[start]
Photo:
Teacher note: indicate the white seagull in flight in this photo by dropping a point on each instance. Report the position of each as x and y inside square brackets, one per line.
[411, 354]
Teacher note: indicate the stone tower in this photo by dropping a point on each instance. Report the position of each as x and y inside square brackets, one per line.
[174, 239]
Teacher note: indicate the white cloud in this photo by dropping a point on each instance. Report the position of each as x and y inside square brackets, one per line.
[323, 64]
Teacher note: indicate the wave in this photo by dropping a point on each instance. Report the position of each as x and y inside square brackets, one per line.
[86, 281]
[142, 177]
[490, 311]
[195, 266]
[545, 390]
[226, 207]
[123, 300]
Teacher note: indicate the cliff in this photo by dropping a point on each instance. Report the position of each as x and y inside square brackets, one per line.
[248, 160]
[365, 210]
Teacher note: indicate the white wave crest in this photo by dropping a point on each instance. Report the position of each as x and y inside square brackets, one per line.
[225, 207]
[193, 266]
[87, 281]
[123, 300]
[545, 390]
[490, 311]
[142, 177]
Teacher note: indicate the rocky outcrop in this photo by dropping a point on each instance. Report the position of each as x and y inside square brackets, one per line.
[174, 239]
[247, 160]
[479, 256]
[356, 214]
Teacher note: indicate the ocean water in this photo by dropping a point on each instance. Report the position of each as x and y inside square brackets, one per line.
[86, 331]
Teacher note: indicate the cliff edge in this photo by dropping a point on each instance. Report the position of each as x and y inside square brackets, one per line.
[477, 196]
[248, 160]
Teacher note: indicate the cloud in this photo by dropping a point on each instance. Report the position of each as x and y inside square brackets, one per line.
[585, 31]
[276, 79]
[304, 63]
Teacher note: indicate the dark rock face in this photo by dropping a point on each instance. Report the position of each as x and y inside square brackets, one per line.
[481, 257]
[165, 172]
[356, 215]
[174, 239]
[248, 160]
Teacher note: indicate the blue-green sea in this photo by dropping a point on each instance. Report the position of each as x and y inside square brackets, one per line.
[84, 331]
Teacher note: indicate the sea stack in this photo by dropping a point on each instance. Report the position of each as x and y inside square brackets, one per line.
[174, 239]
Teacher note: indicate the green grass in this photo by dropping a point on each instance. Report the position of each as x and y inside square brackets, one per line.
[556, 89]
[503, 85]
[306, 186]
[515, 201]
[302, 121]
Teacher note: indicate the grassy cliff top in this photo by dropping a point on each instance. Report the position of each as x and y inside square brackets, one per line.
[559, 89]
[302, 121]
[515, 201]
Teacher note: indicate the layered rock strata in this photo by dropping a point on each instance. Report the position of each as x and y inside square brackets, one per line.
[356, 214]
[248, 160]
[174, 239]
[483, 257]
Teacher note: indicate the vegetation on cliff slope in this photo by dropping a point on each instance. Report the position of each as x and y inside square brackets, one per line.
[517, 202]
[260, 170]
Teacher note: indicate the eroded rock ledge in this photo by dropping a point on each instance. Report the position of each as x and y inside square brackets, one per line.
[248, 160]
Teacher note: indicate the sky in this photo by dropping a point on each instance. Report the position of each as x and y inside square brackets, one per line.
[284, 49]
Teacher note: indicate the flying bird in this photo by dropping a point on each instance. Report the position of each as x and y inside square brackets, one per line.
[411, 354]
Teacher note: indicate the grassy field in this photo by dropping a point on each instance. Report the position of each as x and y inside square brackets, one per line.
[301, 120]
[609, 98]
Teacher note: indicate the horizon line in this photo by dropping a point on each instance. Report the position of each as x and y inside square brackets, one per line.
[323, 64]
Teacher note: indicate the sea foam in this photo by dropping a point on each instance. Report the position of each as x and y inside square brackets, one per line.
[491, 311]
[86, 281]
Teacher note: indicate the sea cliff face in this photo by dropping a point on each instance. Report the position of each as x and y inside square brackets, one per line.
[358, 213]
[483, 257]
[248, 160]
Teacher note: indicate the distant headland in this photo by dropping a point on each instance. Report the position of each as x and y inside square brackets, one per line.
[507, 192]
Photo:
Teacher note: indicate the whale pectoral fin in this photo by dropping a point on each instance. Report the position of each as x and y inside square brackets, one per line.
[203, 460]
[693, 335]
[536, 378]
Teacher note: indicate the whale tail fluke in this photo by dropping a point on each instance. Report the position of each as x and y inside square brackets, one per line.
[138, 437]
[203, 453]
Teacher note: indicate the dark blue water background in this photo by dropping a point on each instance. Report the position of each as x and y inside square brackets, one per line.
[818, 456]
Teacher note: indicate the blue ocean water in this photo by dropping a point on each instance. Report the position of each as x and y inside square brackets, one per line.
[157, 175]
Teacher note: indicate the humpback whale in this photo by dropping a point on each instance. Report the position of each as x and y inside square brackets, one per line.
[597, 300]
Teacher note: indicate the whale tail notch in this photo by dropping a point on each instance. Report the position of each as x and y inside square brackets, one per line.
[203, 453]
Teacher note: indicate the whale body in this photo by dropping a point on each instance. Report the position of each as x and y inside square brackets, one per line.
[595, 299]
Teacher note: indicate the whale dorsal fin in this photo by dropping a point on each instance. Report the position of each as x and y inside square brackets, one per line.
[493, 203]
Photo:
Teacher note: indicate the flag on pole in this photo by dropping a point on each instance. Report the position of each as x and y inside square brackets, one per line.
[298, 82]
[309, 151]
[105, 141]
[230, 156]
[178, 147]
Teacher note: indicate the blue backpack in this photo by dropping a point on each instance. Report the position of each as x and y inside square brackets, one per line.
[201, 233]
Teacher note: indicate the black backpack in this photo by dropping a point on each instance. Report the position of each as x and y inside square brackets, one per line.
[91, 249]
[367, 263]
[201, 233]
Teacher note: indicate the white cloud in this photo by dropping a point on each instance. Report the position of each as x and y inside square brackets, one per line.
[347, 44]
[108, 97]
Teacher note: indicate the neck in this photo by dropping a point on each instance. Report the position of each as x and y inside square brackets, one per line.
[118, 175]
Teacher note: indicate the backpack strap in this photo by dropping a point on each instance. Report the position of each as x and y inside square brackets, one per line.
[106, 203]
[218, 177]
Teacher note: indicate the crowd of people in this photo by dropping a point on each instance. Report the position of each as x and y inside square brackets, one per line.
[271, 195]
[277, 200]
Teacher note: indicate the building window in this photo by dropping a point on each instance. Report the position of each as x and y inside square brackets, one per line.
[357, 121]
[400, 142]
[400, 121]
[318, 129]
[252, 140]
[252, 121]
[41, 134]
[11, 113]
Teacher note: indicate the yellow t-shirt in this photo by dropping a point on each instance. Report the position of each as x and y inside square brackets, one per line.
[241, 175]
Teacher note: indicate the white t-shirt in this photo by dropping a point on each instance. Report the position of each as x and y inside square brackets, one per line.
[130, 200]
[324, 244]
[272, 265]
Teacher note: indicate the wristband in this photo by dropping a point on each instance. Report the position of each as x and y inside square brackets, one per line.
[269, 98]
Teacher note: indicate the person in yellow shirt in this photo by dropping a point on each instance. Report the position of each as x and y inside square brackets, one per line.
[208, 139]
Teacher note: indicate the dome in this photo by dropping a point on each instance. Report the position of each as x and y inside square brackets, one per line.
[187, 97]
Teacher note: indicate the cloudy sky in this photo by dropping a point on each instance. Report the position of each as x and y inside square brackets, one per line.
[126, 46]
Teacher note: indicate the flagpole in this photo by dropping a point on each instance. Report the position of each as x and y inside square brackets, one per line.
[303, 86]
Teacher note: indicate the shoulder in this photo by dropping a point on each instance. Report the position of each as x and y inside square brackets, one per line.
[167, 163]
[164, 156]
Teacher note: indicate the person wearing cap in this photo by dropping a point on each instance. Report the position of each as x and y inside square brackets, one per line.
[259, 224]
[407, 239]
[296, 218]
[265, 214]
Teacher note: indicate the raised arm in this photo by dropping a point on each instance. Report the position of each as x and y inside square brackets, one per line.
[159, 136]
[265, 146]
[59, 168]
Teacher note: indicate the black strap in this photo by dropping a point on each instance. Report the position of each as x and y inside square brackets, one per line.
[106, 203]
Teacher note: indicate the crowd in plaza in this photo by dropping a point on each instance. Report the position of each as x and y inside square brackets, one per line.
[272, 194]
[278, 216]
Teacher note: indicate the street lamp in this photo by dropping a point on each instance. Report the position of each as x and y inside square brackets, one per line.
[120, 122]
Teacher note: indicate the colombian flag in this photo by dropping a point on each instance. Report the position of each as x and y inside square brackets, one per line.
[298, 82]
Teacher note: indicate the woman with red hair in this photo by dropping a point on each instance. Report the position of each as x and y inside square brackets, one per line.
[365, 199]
[end]
Your goal
Return the lines from the line containing "Teacher note: indicate the dome" to the end of the entries above, exactly as they appear and with no other output.

Answer to the task
Teacher note: indicate the dome in this photo by dropping a point on each instance. Report the position of each as x and y inside square brackets, one per line.
[187, 97]
Teacher note: indicate the cloudy sky in this photo by dropping a point on each instance. Report the position of each as x and y inside square brackets, one per line.
[126, 46]
Teacher note: indicate the flagpole in this photo by dropping a point on each instance. Report the position of each as x and y inside square brackets, one per line.
[303, 86]
Teacher note: indicate the shoulder in this photo by dropping a point on each instance. Report the position of each as x and y inside square brackets, one per line.
[167, 163]
[164, 156]
Teacher note: indicate the person wearing cap in this photo by dropping a point on each instance. Report the position of each as x and y inside square brackets, one per line.
[259, 224]
[407, 239]
[296, 218]
[265, 214]
Teacher note: indicate the raised arm in this photo by dropping a point on each instance. Report the position of each as x and y inside square brackets, one per line.
[159, 136]
[265, 146]
[59, 168]
Teacher note: indicate the black strap in this photo by dropping a point on each instance. Report the position of each as x and y inside square brackets, one per line.
[106, 203]
Teacher note: indicate the crowd in plaza in this photo by dropping a point on each instance. Report the position of each as x and y inside square brackets, one per line.
[272, 194]
[278, 216]
Teacher note: indicate the street lamp in this photo by dropping a point on each instance. Report the position of each as x and y inside square brackets, one per line.
[120, 122]
Teacher note: indicate the colombian flag in this photo by dropping a point on each instance. Report the position of each as x and y inside square brackets, one per line.
[298, 82]
Teacher note: indicate the woman with red hair in this photo by dropping a point on each instance. Report the position of each as x and y inside square brackets, one per line.
[365, 199]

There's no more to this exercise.